Problem statement:
Please copy the following lines back word for word, leaving out the pictures.
::: Data excerpts
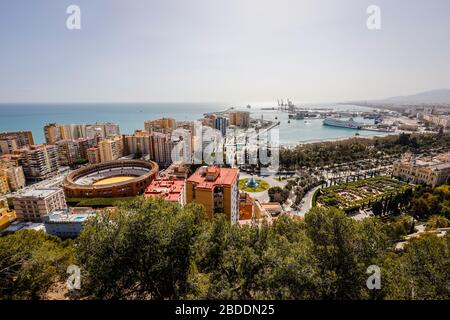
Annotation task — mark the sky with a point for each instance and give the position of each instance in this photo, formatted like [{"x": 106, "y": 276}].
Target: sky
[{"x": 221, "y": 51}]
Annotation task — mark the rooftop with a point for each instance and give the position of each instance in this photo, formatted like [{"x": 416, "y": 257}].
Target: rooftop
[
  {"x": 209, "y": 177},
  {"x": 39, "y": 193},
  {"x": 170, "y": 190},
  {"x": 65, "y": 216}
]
::::::
Exercise output:
Annotation task — mark the sky with a point for each instance and give the position of each instance in this photo, formatted like [{"x": 106, "y": 276}].
Target: sky
[{"x": 221, "y": 51}]
Annotation task — mark the rooftop with a point for each instance and give the position of each instance in this photo, formatted like [{"x": 416, "y": 257}].
Target: rooftop
[
  {"x": 209, "y": 177},
  {"x": 39, "y": 193},
  {"x": 170, "y": 190},
  {"x": 65, "y": 216}
]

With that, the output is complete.